TEXT UNDER STUDY:
>>>>>
Research has looked at sage tea and supplements for specific health concerns, particularly hot flashes during menopause. In clinical studies, women who took 100 mg of sage extract daily for eight weeks experienced a measurable reduction in hot flash frequency. Other studies used higher doses or longer durations, but the overall evidence points to sage having a real effect on this symptom.
Sage has also drawn attention for its effects on memory and focus. The herb contains compounds that help preserve acetylcholine, a brain chemical involved in memory, motivation, and mood. In one study of older adults, a 333 mg dose of sage extract improved memory performance at every testing point. A separate trial in patients with Alzheimer’s disease found that sage extract taken daily over four months led to significantly greater improvements in cognitive function compared to a placebo.
For general wellness, drinking a cup or two of sage tea a day is well within safe limits. Toxicology research estimates that you’d need to drink somewhere between 2 and 20 cups daily to approach the upper safety threshold for thujone, a naturally occurring compound in sage. Short-term use of sage tea or supplements is broadly considered safe for most adults. Pregnant and breastfeeding women should avoid large or medicinal quantities, as sage can interfere with various metabolic processes.
Burning Sage
Burning sage, sometimes called smudging, is a practice with deep roots in Indigenous and Native American traditions. It’s used ceremonially for purification, protection, and prayer. If you choose to try it, approach it with respect for its origins rather than treating it as a casual air freshener.
The process itself is straightforward. Light the thick end of a dried sage bundle and let it catch fire briefly, then blow out the flame so the bundle smolders and produces smoke. Move through the space you want to clear, guiding the smoke from corner to corner, working from low to high. Keep a fireproof dish underneath to catch falling ash. Make sure a window or door is open so the smoke has somewhere to go.
Once you’re finished, let the bundle extinguish naturally in your fireproof dish or press it gently into sand. After the ashes have cooled completely, you can scatter them outdoors. The practice is meant to be intentional and contained, not something you leave burning unattended.
Storing Fresh Sage
Fresh sage keeps well in the refrigerator for up to five days. Lay the unwashed leaves on a damp paper towel, roll the towel loosely, and store the roll in a zip-top bag or plastic wrap in your crisper drawer. Don’t wash the leaves until you’re ready to use them, since moisture accelerates spoiling.
For longer storage, sage is one of the best herbs to dry at home. You have a few options. The simplest is to tie small bunches with twine and hang them upside down in a cool, dry spot for about a week. If you’re short on time, spread individual leaves on a baking sheet and place them in your oven at its lowest setting (around 170°F), checking every 15 minutes until the leaves crumble easily when touched. You can also microwave sage between paper towels in 30-second bursts until dry.
Once dried, strip the leaves from the stems and store them whole in an airtight jar away from light and heat. Whole dried leaves retain their flavor longer than pre-ground sage. You can also freeze fresh sage for up to three months by chopping the leaves, packing them into ice cube trays with a little water or olive oil, and freezing them into cubes you can drop straight into soups or sauces.
<<<<<
RECORDED INFORMATION:
>>>>>
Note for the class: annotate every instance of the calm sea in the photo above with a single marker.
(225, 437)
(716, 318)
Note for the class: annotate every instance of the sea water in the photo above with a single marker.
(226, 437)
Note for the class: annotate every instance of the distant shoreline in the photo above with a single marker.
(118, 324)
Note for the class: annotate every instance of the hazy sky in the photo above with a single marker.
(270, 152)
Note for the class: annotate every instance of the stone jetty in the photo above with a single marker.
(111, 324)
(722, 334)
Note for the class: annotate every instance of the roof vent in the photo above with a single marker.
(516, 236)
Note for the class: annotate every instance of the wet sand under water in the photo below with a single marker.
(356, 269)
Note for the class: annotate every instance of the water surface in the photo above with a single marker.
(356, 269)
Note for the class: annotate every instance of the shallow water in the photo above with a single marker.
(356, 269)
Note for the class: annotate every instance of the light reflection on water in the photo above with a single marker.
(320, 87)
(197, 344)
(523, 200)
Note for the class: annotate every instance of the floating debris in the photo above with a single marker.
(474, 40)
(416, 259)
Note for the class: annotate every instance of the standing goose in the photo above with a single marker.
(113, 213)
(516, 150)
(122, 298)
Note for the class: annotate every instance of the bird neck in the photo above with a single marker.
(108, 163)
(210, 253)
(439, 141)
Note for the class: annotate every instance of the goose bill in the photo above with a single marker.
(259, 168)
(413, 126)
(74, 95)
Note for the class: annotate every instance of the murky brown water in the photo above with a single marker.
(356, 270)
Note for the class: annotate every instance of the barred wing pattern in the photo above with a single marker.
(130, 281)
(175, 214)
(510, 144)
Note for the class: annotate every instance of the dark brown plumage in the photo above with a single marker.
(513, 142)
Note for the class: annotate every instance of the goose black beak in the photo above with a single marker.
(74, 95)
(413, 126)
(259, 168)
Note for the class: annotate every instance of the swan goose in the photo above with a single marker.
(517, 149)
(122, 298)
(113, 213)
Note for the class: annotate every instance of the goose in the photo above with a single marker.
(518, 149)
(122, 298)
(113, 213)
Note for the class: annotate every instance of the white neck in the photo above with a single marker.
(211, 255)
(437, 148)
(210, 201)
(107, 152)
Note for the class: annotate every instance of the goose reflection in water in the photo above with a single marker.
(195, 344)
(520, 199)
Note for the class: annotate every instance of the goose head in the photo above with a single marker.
<<<<<
EXERCISE INSTRUCTIONS:
(1) According to the passage on sage, why should fresh sage leaves be left unwashed until they are about to be used? Answer in one to three sentences.
(2) Quote the part of the passage on sage that opens with the words containing "Storing Fresh Sage" and closes with "bursts until dry.".
(3) According to the passage on sage, for how long can fresh sage be kept in the freezer?

OUTPUTS BY TASK:
(1) Fresh sage leaves should stay unwashed until use because moisture speeds up spoiling.

(2)
Storing Fresh Sage
Fresh sage keeps well in the refrigerator for up to five days. Lay the unwashed leaves on a damp paper towel, roll the towel loosely, and store the roll in a zip-top bag or plastic wrap in your crisper drawer. Don’t wash the leaves until you’re ready to use them, since moisture accelerates spoiling.
For longer storage, sage is one of the best herbs to dry at home. You have a few options. The simplest is to tie small bunches with twine and hang them upside down in a cool, dry spot for about a week. If you’re short on time, spread individual leaves on a baking sheet and place them in your oven at its lowest setting (around 170°F), checking every 15 minutes until the leaves crumble easily when touched. You can also microwave sage between paper towels in 30-second bursts until dry.

(3) Up to three months.